Start Stored rows

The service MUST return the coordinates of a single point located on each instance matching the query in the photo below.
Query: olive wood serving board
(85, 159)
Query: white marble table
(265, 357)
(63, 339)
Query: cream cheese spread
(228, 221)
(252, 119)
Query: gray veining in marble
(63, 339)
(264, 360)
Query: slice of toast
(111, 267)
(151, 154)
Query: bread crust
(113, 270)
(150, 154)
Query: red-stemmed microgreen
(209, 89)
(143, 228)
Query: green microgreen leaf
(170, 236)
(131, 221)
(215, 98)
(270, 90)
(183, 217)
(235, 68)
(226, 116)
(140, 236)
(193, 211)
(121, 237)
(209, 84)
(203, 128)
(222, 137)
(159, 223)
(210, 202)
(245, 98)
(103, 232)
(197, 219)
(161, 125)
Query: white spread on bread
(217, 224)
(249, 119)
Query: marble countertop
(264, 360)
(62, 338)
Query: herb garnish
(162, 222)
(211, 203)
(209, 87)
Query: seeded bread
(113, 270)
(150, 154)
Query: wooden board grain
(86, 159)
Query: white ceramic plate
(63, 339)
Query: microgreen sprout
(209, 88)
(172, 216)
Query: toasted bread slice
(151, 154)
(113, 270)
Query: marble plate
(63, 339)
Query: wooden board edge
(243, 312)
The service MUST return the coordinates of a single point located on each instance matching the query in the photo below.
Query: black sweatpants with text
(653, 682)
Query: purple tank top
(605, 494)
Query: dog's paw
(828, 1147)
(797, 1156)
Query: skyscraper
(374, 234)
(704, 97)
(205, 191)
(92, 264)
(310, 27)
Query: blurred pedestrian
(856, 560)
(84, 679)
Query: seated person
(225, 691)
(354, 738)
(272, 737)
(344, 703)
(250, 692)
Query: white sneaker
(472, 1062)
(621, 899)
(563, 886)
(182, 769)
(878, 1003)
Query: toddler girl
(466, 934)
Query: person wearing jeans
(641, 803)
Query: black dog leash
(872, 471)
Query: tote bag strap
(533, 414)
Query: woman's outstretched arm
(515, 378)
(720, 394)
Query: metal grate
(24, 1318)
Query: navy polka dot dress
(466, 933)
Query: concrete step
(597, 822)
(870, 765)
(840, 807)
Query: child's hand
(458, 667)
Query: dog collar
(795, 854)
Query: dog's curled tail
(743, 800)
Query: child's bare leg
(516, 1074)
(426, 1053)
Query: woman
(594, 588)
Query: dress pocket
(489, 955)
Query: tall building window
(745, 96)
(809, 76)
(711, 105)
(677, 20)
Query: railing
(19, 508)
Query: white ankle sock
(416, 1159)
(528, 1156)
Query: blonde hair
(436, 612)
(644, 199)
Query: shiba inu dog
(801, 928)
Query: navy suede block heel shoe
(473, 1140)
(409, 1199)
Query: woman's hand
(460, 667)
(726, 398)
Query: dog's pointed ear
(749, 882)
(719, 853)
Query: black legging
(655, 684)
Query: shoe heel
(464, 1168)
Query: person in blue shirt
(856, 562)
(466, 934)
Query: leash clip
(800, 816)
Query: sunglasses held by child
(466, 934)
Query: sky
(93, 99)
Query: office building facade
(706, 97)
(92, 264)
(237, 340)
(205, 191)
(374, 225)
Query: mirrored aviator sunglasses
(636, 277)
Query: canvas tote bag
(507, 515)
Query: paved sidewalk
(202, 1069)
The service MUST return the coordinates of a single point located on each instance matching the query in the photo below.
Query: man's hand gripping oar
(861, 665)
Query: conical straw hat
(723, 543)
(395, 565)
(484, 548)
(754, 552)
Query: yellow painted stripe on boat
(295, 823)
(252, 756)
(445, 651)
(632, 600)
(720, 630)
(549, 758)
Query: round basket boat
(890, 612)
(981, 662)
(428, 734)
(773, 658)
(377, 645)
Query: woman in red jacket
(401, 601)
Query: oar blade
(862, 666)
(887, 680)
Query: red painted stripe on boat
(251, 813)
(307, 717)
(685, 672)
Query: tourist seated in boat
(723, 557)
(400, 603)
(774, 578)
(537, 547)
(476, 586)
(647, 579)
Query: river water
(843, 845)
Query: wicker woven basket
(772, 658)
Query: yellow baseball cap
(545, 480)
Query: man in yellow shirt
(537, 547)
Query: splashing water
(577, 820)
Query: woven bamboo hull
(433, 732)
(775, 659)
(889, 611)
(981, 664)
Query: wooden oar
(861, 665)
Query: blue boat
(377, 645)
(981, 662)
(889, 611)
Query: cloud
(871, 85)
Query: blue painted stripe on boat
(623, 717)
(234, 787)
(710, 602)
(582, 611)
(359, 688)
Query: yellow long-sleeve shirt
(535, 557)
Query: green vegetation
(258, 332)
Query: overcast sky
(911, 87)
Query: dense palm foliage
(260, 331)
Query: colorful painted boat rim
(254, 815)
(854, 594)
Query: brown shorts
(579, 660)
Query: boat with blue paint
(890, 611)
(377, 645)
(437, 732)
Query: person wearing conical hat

End Stored rows

▶ [The request] Rewrite the records above with "marble countertop" swapped for "stone countertop", and leave everything else unchanged.

▶ [Answer below]
The service MUST return the coordinates of a single point located on each instance matching the query in the photo below.
Query: olive wood serving board
(85, 159)
Query: white marble table
(265, 357)
(63, 339)
Query: cream cheese spread
(228, 221)
(252, 119)
Query: gray veining in marble
(63, 339)
(264, 360)
Query: slice of toast
(111, 267)
(151, 154)
Query: bread crust
(113, 270)
(150, 154)
Query: red-stemmed microgreen
(209, 89)
(143, 228)
Query: green microgreen leaf
(170, 236)
(131, 221)
(215, 98)
(270, 90)
(183, 217)
(235, 68)
(226, 116)
(140, 236)
(193, 211)
(121, 237)
(209, 84)
(203, 128)
(222, 137)
(159, 223)
(210, 202)
(245, 98)
(103, 232)
(197, 219)
(161, 125)
Query: white spread on bread
(217, 224)
(249, 119)
Query: stone countertop
(264, 360)
(62, 338)
Query: herb garnish
(162, 222)
(211, 203)
(209, 87)
Query: seeded bread
(113, 270)
(150, 154)
Query: wooden board grain
(86, 159)
Query: white ceramic plate
(63, 339)
Query: microgreen sprout
(209, 88)
(172, 216)
Query: toasted bread slice
(151, 154)
(113, 270)
Query: marble plate
(63, 339)
Query: wooden board edge
(243, 312)
The service MUST return the coordinates of a single point located on each instance matching the query in the photo below.
Query: black sweatpants with text
(653, 682)
Query: purple tank top
(605, 494)
Query: dog's paw
(828, 1147)
(797, 1156)
Query: skyscraper
(374, 234)
(704, 97)
(205, 191)
(92, 264)
(310, 27)
Query: blurred pedestrian
(856, 560)
(84, 679)
Query: seated person
(225, 691)
(354, 738)
(272, 737)
(344, 703)
(250, 692)
Query: white sneaker
(472, 1062)
(621, 899)
(563, 886)
(182, 769)
(878, 1003)
Query: toddler girl
(466, 934)
Query: person wearing jeans
(641, 803)
Query: black dog leash
(872, 471)
Query: tote bag strap
(533, 414)
Query: woman's outstretched arm
(515, 378)
(720, 394)
Query: metal grate
(24, 1318)
Query: navy polka dot dress
(466, 933)
Query: concrete step
(597, 822)
(870, 765)
(840, 807)
Query: child's hand
(458, 667)
Query: dog collar
(795, 854)
Query: dog's curled tail
(743, 800)
Query: child's bare leg
(516, 1074)
(426, 1053)
Query: woman
(594, 588)
Query: dress pocket
(489, 955)
Query: tall building window
(745, 96)
(809, 76)
(711, 105)
(677, 20)
Query: railing
(19, 508)
Query: white ankle sock
(416, 1159)
(528, 1156)
Query: blonde hair
(436, 612)
(644, 199)
Query: shiba inu dog
(801, 928)
Query: navy suede block heel shoe
(473, 1140)
(409, 1199)
Query: woman's hand
(460, 667)
(726, 398)
Query: dog's pointed ear
(749, 882)
(719, 853)
Query: black legging
(655, 684)
Query: shoe heel
(464, 1168)
Query: person in blue shirt
(856, 562)
(466, 934)
Query: leash clip
(800, 816)
Query: sunglasses held by child
(466, 934)
Query: sky
(93, 99)
Query: office building facade
(706, 97)
(92, 264)
(237, 340)
(205, 191)
(374, 225)
Query: mirrored aviator sunglasses
(636, 277)
Query: canvas tote bag
(507, 515)
Query: paved sidewalk
(202, 1069)
The service MUST return the coordinates of a single point located on each instance matching the query in the photo below.
Query: man's hand gripping oar
(861, 665)
Query: conical straw hat
(723, 543)
(395, 565)
(484, 548)
(754, 552)
Query: yellow painted stripe on boat
(295, 823)
(252, 756)
(445, 651)
(632, 600)
(720, 630)
(549, 758)
Query: round basket boat
(890, 612)
(981, 662)
(428, 734)
(773, 658)
(377, 645)
Query: woman in red jacket
(401, 601)
Query: oar blade
(862, 666)
(887, 680)
Query: red painted stripe on boat
(251, 813)
(307, 717)
(685, 672)
Query: tourist seated in boat
(723, 557)
(400, 603)
(774, 578)
(537, 547)
(476, 586)
(647, 579)
Query: river water
(843, 845)
Query: wicker woven basket
(772, 658)
Query: yellow baseball cap
(545, 480)
Query: man in yellow shirt
(537, 547)
Query: splashing water
(577, 820)
Query: woven bamboo hull
(433, 732)
(775, 659)
(889, 611)
(981, 664)
Query: wooden oar
(861, 665)
Query: blue boat
(377, 645)
(981, 662)
(889, 611)
Query: cloud
(871, 85)
Query: blue painted stripe on boat
(623, 717)
(234, 787)
(710, 602)
(582, 611)
(359, 688)
Query: yellow long-sleeve shirt
(535, 557)
Query: green vegetation
(258, 332)
Query: overcast sky
(911, 87)
Query: dense palm foliage
(260, 331)
Query: colorful painted boat rim
(254, 815)
(854, 594)
Query: brown shorts
(579, 660)
Query: boat with blue paint
(890, 611)
(377, 645)
(437, 732)
Query: person wearing conical hat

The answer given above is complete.